SAN DIEGO -- If there's anything that Andrew Cashner has learned in his transformation from late-inning reliever to starting pitcher, it's that it often pays to save a few bullets.
In a big bind Wednesday night, the Padres pitcher essentially emptied his barrel when he needed to the most.
With a runner on third base, his team trailing by a run, Cashner dialed up the heat to bail himself out of a pickle, a situation that paid big dividends later, as the Padres rallied for a 2-1 victory over the Mariners before a crowd of 27,523 at Petco Park.
"Cash dialed it up and threw some heaters," said Padres manager Bud Black.
Cashner's heat, along with a pinch-hit, RBI single by Tommy Medica in the eighth inning, gave the Padres just their fourth victory in the last 16 games.
"We deserved one of those," Black said of Medica's hit. "We haven't gotten that mishit to fall for us. We haven't gotten our share of those lucky breaks."
It was an emotional night, and not just because the Padres rallied for a victory late. Before the game, the Padres paid tribute to Hall of Fame outfielder Tony Gwynn, who died Monday at the age of 54 after battling salivary gland cancer.
There was a video tribute, a moment of silence that lasted 19 seconds -- Gwynn, of course, wore No. 19 -- and the Padres players and coaching staff stood next to a painted '19' in right field, the position that Gwynn played in his 20 years in the big leagues, all with the Padres.
It was a lot to digest for players, though Cashner certainly managed to keep his emotions in check during the tribute.
"I think one of the biggest things I did tonight was keep my focus," he said.
Cashner certainly needed to, as mistakes would have been mostly unforgivable with Felix Hernandez on the mound for the Mariners (37-35).
Trailing 1-0, and with Hernandez looking impenetrable, Logan Morrison started the sixth inning with a double. He then advanced to third base on a passed ball.
That's when Cashner buckled down.
Mike Zunino saw four fastballs, two of which were 97 mph. He flied out to shallow center field for the first out of the inning. Dustin Ackley saw four 97 mph fastballs, the last of which he scorched right at Alexi Amarista, playing in from second base. That was the second out.
Cashner then intentionally walked Brad Miller to get to Hernandez, who grounded out to end the frame.

Point-per-instance localization data:
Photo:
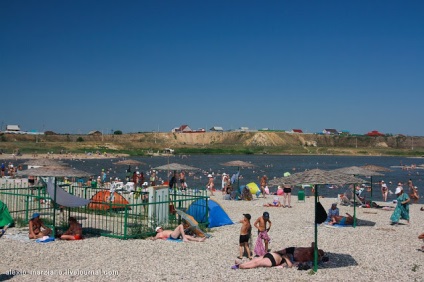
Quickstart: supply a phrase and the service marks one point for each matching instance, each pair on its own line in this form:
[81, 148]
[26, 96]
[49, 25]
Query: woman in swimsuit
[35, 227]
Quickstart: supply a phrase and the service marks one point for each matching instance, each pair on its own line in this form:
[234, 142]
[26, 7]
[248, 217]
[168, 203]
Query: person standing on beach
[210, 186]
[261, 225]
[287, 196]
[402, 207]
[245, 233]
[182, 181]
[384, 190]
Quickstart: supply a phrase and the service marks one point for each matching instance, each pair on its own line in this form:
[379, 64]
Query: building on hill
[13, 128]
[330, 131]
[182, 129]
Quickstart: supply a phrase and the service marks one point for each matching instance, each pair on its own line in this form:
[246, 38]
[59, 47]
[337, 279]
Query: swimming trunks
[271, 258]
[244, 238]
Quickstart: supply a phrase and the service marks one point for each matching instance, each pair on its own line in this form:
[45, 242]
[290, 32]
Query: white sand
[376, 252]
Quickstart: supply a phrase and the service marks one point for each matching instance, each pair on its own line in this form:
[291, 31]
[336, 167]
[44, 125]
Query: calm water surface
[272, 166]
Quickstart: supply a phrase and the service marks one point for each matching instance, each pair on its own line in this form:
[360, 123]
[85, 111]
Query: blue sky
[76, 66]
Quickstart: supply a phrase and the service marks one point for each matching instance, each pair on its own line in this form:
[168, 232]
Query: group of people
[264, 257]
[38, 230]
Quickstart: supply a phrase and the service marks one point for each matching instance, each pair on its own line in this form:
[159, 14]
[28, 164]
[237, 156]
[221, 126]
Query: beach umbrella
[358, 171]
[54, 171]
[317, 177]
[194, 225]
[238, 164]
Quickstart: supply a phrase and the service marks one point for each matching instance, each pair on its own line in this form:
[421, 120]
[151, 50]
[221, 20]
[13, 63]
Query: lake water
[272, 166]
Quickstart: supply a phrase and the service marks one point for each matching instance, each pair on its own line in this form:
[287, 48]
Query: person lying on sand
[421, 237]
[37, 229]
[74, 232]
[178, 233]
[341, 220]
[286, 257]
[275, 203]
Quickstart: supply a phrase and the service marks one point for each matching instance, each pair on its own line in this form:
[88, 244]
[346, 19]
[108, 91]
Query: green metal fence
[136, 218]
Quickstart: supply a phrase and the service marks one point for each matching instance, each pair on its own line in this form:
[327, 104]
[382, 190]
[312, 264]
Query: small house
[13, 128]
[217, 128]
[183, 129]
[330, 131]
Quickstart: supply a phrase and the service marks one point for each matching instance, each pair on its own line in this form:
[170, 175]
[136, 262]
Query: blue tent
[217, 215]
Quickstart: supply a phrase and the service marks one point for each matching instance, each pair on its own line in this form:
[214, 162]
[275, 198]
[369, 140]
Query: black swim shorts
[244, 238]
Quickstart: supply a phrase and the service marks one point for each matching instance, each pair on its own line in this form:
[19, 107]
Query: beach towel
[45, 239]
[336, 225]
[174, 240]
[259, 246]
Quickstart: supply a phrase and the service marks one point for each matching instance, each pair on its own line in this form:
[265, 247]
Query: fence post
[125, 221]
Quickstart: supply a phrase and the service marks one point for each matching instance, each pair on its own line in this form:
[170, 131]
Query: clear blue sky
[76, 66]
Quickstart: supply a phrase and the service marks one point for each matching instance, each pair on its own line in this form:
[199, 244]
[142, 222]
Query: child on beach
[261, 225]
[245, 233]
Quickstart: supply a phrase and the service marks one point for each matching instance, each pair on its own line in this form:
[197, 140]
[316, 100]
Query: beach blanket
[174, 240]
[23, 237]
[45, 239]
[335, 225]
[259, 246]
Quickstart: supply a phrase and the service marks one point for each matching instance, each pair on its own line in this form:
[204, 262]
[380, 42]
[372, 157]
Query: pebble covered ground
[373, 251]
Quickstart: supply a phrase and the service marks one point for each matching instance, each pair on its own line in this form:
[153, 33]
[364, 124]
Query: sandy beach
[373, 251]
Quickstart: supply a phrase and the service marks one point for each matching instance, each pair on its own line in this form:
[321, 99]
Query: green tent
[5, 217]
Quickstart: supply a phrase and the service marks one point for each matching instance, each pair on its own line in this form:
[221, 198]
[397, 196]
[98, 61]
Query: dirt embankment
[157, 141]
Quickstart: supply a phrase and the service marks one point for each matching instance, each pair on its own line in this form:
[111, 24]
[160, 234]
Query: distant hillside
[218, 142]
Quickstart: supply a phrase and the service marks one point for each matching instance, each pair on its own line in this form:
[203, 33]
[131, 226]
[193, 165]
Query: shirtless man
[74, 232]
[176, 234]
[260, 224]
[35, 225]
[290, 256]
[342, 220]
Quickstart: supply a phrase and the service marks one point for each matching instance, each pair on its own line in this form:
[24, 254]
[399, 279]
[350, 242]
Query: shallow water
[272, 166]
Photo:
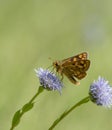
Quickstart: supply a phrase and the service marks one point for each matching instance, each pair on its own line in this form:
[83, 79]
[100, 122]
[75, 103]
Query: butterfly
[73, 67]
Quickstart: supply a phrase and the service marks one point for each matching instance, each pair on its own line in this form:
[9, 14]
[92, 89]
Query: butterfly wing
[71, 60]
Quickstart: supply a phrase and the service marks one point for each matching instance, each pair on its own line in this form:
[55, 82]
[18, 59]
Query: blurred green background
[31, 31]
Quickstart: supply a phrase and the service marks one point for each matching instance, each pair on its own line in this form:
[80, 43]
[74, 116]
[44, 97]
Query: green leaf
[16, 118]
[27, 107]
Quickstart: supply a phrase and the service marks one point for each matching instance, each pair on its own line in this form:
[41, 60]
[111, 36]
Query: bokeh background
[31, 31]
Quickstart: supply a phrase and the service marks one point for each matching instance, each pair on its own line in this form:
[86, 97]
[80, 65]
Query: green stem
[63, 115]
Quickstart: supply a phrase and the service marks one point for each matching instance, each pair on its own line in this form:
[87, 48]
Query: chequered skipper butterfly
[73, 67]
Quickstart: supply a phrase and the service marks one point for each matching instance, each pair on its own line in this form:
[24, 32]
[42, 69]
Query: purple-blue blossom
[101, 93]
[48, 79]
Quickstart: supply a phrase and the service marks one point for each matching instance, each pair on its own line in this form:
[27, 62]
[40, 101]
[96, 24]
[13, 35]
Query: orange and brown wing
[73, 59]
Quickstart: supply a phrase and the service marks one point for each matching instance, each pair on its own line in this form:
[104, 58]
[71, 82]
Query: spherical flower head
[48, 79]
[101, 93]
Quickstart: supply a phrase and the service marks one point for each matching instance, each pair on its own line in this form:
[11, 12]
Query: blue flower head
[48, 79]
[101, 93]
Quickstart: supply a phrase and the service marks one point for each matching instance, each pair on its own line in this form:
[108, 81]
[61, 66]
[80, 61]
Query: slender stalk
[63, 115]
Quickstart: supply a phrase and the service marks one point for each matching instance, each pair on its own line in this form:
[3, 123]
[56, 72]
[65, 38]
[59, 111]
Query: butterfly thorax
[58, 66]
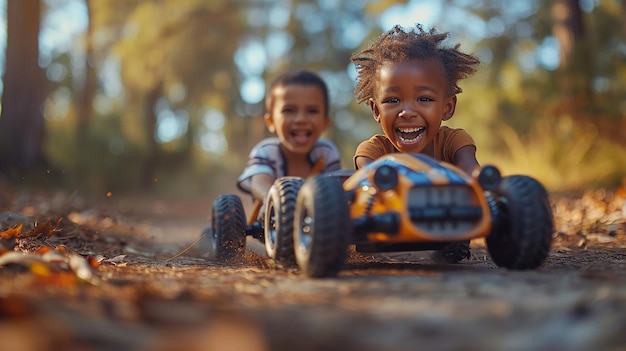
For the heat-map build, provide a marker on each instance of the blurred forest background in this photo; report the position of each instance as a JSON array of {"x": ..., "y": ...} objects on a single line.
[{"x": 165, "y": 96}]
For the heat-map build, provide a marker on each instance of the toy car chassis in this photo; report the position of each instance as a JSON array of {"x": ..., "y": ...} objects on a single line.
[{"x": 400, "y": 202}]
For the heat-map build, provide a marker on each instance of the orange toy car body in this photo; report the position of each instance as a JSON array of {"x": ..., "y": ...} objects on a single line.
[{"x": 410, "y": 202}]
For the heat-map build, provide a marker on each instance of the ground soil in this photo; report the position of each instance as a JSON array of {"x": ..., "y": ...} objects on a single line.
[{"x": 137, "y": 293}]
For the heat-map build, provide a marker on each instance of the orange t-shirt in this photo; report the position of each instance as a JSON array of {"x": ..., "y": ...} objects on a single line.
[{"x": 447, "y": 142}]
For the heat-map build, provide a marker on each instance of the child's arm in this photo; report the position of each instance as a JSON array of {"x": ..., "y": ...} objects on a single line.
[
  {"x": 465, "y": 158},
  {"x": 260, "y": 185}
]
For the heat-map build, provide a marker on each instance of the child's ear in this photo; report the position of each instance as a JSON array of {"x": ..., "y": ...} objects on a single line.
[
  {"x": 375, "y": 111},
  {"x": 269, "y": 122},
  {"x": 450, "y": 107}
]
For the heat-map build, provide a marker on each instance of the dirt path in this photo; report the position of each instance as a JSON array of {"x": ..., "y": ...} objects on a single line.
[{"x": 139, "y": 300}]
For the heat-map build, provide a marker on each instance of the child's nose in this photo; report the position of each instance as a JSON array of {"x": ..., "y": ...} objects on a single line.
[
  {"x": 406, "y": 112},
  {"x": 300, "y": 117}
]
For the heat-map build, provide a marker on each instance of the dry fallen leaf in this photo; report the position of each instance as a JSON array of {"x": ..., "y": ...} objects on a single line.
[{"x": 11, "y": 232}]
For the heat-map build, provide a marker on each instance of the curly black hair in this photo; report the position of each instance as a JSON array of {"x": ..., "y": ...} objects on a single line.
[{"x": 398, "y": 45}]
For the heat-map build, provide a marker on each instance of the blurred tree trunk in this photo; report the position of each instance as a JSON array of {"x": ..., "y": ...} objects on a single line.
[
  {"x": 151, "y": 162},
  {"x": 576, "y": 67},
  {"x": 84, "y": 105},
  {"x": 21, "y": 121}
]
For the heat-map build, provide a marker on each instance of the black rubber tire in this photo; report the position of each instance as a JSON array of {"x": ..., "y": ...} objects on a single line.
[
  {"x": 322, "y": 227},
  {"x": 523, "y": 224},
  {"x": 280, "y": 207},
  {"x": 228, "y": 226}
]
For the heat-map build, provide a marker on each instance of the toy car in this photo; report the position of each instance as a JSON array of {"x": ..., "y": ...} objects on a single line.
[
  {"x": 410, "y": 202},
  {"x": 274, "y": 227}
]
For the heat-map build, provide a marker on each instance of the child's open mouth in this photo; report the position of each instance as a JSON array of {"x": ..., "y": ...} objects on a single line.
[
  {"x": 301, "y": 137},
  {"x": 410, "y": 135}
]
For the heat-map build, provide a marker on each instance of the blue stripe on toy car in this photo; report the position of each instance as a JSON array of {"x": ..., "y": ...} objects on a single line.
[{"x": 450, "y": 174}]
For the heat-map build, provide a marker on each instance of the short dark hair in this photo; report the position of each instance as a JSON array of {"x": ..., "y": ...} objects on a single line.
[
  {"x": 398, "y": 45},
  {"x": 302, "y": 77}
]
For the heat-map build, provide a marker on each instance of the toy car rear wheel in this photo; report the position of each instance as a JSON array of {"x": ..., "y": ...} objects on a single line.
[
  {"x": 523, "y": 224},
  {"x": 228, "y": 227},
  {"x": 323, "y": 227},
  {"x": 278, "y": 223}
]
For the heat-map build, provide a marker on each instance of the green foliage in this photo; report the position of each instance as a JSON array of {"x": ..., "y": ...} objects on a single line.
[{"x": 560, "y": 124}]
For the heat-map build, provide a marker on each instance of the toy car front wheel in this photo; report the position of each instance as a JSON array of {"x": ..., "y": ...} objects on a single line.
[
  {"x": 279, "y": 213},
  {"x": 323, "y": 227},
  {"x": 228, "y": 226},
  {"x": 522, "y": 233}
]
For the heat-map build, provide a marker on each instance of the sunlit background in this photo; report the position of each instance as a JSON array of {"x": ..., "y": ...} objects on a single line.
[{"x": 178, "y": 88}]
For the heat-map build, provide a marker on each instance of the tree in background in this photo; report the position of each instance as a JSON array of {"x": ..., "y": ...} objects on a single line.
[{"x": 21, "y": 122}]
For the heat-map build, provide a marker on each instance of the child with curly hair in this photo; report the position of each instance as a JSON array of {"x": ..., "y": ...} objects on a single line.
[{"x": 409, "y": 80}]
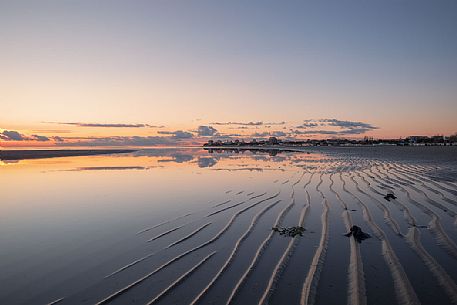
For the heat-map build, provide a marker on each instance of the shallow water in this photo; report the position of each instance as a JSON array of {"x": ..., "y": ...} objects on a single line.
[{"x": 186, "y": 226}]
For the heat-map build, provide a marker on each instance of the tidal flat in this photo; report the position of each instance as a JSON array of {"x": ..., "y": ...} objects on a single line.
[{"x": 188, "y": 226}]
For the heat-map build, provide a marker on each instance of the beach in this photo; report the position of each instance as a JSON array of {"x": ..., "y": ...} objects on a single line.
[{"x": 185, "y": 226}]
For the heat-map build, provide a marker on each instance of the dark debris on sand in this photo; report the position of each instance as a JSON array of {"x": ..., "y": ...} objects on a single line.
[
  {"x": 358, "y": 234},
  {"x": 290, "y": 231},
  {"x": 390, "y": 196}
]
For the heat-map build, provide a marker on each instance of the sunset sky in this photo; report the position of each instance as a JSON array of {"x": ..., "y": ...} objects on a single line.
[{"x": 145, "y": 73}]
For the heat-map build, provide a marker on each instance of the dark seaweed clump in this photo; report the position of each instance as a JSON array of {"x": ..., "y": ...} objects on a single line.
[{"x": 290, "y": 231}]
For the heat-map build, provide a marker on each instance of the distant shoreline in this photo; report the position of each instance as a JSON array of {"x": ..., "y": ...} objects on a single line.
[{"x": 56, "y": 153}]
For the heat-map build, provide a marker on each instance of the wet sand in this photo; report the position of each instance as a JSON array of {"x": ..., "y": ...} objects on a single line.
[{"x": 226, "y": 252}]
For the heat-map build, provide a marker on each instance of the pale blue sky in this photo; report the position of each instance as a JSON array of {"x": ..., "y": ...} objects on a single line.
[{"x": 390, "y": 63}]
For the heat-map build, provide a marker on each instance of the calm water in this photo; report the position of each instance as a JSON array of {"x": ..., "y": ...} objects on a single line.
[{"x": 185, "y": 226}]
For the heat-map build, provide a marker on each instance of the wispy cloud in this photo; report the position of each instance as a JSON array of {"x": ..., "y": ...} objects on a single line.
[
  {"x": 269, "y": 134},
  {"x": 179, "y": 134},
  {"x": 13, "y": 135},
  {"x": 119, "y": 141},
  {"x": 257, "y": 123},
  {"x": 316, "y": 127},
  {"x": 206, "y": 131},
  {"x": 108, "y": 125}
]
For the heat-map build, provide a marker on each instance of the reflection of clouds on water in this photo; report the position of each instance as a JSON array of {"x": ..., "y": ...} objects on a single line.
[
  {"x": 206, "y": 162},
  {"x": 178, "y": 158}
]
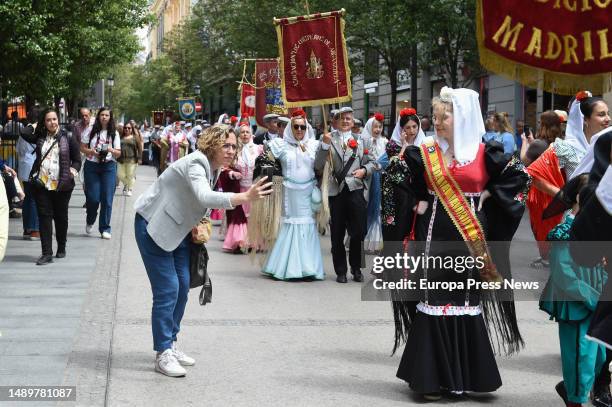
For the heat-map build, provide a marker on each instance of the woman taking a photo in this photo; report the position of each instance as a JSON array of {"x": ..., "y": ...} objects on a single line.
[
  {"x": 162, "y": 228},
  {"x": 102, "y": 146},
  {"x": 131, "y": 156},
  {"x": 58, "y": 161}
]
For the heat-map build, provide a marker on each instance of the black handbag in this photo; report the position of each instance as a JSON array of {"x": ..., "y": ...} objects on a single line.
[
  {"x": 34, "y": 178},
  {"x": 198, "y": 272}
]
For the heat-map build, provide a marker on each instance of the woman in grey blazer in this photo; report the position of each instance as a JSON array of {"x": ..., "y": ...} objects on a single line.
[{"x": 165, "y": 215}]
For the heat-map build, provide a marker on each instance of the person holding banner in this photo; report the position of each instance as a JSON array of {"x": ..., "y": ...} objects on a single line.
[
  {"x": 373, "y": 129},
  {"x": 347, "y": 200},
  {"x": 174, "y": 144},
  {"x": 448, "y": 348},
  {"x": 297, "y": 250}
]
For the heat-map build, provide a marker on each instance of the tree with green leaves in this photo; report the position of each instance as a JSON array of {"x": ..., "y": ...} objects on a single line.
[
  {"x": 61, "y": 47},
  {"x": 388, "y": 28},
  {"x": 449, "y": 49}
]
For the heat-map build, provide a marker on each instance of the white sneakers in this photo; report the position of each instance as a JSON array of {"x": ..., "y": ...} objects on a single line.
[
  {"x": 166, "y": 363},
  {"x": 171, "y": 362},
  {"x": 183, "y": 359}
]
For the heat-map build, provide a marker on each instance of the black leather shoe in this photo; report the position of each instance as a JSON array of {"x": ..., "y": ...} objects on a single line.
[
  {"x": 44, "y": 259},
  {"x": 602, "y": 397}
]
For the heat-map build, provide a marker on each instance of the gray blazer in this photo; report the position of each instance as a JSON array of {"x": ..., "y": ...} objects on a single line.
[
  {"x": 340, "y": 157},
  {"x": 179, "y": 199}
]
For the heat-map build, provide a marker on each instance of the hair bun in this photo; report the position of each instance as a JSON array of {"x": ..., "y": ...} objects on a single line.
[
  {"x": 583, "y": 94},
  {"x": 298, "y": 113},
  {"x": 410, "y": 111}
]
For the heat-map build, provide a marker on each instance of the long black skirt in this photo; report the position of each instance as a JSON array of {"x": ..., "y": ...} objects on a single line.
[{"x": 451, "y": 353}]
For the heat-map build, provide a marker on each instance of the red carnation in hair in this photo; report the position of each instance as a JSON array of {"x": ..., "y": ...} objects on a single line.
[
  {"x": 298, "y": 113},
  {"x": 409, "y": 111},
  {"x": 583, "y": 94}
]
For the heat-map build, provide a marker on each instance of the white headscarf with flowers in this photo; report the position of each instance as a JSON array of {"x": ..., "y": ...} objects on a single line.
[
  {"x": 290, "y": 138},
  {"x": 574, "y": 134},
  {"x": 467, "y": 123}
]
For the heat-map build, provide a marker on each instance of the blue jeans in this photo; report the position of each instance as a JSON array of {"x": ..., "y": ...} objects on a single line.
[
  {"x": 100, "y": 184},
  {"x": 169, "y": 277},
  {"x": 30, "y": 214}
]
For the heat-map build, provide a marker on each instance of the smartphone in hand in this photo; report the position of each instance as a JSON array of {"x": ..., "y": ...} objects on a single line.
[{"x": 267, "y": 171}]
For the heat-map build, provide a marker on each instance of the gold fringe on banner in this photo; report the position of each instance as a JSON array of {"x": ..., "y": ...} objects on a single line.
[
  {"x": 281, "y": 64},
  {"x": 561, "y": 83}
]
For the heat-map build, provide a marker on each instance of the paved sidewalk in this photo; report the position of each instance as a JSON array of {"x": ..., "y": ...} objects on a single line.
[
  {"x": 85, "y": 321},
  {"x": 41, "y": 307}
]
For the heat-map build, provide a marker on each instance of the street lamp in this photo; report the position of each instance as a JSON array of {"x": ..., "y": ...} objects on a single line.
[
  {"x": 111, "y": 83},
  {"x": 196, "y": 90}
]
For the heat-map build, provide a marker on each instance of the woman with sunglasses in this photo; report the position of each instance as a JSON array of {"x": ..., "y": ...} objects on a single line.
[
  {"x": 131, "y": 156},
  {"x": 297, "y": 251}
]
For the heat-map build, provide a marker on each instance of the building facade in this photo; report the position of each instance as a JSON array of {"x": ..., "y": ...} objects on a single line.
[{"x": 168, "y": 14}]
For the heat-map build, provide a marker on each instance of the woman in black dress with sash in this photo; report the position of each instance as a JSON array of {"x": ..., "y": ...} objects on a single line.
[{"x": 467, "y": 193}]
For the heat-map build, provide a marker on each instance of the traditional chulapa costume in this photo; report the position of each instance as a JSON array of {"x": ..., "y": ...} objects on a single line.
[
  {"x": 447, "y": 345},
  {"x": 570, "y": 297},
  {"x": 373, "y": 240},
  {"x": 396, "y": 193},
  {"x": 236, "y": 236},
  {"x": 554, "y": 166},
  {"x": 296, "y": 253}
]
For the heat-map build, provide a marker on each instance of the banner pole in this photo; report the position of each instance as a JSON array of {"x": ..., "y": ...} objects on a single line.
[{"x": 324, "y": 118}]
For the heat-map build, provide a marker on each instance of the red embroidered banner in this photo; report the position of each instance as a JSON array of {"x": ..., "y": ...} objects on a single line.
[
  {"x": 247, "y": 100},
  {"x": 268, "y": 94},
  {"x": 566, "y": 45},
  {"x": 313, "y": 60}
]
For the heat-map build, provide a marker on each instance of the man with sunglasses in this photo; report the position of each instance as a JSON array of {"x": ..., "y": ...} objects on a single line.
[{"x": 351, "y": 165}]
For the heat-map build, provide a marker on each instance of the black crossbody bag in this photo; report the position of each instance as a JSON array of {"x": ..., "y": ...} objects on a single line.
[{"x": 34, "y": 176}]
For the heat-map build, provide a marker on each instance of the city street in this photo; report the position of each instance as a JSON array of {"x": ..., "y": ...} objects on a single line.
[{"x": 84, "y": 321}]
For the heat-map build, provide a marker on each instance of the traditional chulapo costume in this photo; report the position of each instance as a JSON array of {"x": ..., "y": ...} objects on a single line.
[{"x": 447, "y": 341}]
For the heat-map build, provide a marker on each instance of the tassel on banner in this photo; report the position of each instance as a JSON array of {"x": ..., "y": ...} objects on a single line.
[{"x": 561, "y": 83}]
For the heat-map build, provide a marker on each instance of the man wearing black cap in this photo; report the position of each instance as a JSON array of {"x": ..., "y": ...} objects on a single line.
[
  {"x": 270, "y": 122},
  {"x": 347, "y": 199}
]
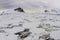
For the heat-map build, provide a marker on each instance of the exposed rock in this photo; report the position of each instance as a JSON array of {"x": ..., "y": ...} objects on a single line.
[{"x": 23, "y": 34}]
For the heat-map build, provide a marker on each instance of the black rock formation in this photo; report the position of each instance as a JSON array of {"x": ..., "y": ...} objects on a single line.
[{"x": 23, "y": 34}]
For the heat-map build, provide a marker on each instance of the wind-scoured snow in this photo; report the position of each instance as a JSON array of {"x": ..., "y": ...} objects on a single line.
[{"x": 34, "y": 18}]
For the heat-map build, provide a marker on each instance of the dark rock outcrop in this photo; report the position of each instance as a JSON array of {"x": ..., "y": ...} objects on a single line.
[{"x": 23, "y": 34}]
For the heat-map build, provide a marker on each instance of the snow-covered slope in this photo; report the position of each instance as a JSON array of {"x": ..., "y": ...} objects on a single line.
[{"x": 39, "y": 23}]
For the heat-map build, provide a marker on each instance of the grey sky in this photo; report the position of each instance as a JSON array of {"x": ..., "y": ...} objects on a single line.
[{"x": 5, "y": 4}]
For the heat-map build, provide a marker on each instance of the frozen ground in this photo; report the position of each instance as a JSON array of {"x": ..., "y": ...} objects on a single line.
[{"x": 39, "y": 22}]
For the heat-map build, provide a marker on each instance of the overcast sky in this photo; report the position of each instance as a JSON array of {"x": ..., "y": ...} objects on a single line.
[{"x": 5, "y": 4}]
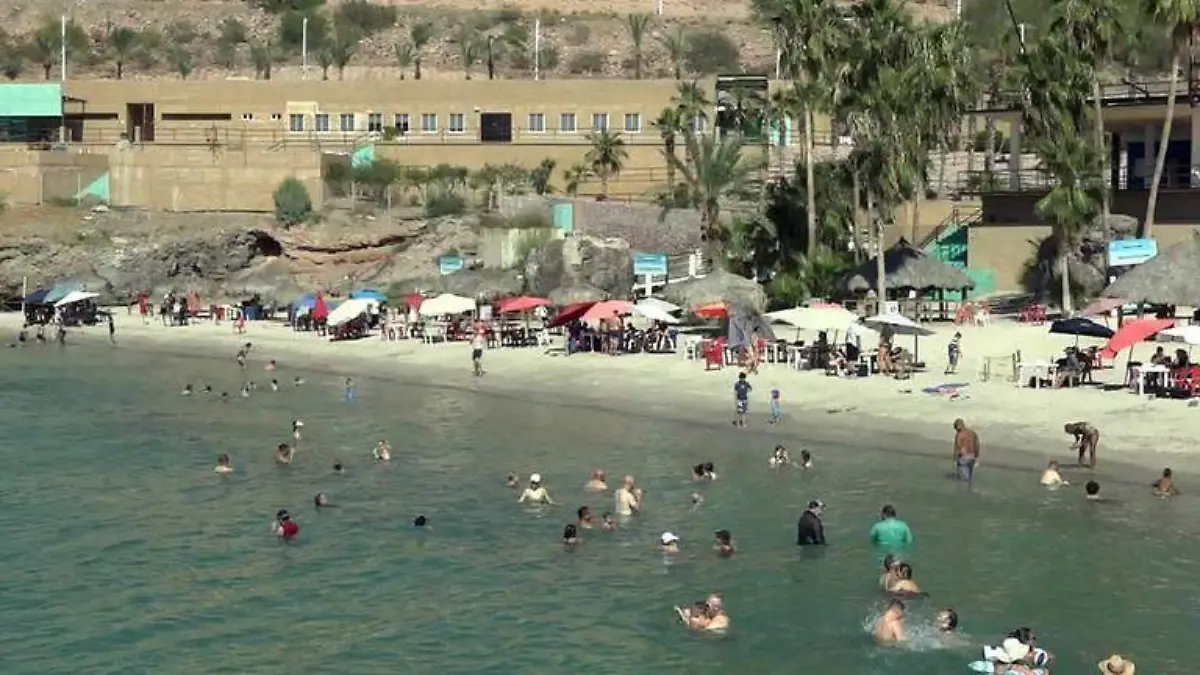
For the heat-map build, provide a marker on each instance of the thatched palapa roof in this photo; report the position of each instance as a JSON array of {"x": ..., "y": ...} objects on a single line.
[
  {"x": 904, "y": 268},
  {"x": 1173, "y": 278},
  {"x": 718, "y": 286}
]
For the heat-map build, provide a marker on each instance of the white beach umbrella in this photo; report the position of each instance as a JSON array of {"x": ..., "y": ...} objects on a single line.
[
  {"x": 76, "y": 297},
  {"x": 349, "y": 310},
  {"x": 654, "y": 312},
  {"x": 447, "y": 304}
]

> Instructions to follow
From the baseball article above, copy the passage word for word, starting with "That's when Cashner" and going on through "end the frame.".

> Written reply
That's when Cashner buckled down.
Mike Zunino saw four fastballs, two of which were 97 mph. He flied out to shallow center field for the first out of the inning. Dustin Ackley saw four 97 mph fastballs, the last of which he scorched right at Alexi Amarista, playing in from second base. That was the second out.
Cashner then intentionally walked Brad Miller to get to Hernandez, who grounded out to end the frame.